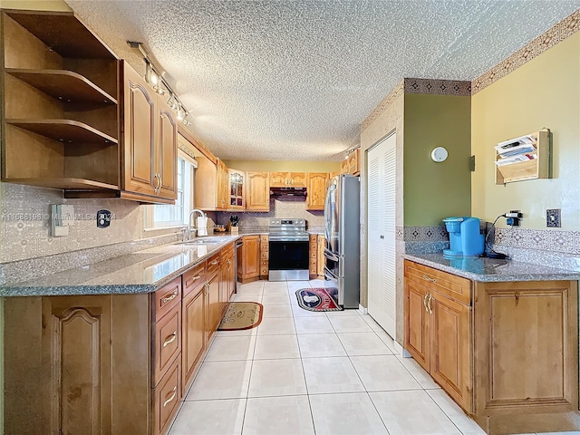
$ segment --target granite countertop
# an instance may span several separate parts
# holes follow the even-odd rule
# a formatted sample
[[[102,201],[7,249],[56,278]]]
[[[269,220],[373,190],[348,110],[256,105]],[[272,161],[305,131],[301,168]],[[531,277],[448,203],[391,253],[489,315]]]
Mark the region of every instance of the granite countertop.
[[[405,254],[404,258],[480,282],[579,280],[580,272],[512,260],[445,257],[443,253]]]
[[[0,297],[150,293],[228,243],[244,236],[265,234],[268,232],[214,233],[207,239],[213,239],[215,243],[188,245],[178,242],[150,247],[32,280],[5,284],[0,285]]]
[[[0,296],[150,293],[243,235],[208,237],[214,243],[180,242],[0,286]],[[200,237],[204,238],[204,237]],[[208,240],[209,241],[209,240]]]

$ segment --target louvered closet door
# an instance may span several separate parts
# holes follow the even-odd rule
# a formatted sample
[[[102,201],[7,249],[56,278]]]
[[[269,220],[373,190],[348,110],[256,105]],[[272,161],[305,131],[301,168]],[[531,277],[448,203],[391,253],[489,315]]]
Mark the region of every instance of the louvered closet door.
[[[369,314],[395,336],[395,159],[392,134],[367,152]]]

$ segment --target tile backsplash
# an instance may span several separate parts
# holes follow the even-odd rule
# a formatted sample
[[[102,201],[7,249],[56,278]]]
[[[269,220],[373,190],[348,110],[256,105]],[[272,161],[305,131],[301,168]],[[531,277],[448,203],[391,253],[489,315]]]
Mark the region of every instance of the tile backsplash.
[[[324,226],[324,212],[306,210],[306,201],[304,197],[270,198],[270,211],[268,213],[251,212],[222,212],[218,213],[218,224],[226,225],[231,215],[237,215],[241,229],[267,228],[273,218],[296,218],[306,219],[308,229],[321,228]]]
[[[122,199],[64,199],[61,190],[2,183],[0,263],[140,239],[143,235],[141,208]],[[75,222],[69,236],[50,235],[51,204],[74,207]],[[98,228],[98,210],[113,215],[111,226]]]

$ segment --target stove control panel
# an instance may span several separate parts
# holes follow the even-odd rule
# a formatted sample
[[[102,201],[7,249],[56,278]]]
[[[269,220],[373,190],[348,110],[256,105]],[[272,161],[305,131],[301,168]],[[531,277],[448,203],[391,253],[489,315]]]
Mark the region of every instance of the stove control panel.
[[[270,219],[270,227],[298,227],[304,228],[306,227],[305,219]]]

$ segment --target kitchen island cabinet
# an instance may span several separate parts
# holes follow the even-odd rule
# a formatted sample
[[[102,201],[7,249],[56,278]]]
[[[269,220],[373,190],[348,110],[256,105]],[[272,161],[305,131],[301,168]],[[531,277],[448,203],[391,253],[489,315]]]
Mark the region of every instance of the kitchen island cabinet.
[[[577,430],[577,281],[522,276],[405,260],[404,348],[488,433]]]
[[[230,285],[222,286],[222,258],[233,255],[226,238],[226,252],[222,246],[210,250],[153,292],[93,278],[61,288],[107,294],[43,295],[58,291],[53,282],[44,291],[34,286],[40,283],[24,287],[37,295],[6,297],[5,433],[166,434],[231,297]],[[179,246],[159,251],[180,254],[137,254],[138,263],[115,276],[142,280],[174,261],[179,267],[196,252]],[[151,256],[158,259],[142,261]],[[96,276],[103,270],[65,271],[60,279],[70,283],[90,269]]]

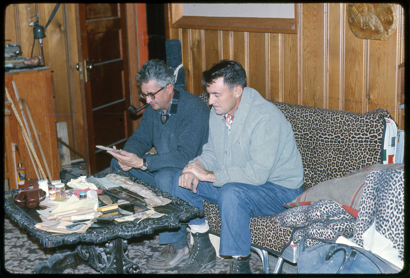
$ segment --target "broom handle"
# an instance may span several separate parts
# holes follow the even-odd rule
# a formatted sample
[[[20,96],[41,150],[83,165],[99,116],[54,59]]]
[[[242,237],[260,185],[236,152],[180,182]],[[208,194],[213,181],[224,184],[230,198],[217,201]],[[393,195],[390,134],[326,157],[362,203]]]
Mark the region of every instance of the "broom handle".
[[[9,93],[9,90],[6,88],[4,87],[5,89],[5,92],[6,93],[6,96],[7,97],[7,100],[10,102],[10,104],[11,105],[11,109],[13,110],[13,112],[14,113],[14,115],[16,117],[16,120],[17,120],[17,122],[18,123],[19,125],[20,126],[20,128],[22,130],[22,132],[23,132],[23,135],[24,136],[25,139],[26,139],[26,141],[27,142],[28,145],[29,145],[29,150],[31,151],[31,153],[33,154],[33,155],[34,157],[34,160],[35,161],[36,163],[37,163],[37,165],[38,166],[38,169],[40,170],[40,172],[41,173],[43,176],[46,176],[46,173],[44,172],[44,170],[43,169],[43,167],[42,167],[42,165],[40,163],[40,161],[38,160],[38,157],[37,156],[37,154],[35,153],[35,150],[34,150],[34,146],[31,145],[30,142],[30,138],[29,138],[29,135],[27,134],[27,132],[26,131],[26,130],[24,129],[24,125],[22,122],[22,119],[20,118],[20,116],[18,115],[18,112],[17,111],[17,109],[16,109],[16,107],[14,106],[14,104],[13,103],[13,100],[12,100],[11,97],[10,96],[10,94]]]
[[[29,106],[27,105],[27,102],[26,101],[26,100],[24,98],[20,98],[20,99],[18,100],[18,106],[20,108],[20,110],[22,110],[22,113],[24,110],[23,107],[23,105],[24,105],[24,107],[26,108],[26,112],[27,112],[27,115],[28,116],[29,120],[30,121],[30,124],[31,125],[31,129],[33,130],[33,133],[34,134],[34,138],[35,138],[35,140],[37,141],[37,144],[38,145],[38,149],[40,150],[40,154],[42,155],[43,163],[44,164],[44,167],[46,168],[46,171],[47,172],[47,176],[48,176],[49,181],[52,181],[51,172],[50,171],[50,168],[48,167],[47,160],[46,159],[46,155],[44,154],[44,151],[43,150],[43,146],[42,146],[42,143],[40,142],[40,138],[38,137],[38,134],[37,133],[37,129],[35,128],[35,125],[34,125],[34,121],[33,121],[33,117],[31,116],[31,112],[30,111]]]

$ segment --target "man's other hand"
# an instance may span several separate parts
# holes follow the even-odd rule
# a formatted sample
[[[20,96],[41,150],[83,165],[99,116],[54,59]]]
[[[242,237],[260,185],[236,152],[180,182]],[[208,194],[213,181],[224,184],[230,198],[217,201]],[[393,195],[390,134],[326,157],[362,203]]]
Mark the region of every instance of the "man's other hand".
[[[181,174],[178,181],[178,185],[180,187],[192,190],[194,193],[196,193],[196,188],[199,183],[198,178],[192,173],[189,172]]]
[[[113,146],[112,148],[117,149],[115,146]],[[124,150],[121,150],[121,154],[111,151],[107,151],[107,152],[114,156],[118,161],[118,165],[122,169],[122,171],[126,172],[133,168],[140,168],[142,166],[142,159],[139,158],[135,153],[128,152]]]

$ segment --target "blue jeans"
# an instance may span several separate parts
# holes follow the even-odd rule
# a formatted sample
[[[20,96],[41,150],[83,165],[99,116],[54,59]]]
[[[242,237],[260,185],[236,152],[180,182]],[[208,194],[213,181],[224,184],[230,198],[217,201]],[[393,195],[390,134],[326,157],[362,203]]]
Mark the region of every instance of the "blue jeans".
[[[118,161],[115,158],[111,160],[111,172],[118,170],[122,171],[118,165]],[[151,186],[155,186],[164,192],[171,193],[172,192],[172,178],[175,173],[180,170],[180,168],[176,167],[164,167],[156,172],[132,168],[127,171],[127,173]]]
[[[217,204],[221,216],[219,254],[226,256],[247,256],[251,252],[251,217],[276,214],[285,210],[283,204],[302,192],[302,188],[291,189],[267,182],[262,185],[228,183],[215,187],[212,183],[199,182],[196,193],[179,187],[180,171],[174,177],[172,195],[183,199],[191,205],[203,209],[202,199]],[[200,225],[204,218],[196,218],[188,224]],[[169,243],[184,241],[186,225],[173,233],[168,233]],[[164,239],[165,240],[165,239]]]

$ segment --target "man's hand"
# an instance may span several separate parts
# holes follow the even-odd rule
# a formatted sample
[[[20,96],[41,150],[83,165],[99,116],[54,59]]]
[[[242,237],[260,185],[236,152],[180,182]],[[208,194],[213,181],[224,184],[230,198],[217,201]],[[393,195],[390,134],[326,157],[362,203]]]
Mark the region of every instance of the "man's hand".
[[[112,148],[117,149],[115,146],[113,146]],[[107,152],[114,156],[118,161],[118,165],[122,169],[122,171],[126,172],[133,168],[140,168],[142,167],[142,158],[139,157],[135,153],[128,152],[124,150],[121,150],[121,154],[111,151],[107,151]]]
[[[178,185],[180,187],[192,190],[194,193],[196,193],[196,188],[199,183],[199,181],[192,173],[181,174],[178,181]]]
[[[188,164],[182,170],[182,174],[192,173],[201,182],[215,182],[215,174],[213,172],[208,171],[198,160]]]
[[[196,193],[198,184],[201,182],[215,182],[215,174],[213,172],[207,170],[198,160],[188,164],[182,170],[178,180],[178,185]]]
⁂
Reproduce the stretch from the start of the entries through the line containing "[[[369,314],[395,336],[395,159],[392,134],[367,152]]]", with "granite" changed to "marble" and nothing else altered. Omit the pictures from your answer.

$ segment --target marble countertop
# an instance may span several separate parts
# holes follow the even-odd rule
# a formatted sample
[[[102,201],[7,249],[56,278]]]
[[[269,220],[373,190],[348,110],[256,105]],[[272,161],[305,131],[301,168]],[[531,277],[448,203],[391,253],[489,315]]]
Mark the region of every instance of the marble countertop.
[[[405,254],[404,258],[480,282],[579,280],[580,272],[512,260],[445,257],[443,253]]]
[[[0,297],[150,293],[228,243],[244,236],[265,234],[268,232],[214,233],[207,239],[213,239],[215,243],[188,245],[178,242],[150,247],[32,280],[5,284],[0,285]]]
[[[0,296],[150,293],[243,235],[208,237],[214,243],[180,242],[0,286]],[[200,237],[204,238],[204,237]],[[208,240],[209,241],[209,240]]]

$ segment --target louvered closet door
# an instance may span several separate parts
# holes follow the even-odd rule
# a formatted sample
[[[102,201],[7,249],[56,278]]]
[[[269,220],[373,190],[348,110],[256,105]],[[272,161],[305,131],[301,168]],[[531,277],[448,203],[391,253],[489,315]]]
Mark the region of every instance of the louvered closet door.
[[[369,314],[395,336],[395,159],[392,134],[367,152]]]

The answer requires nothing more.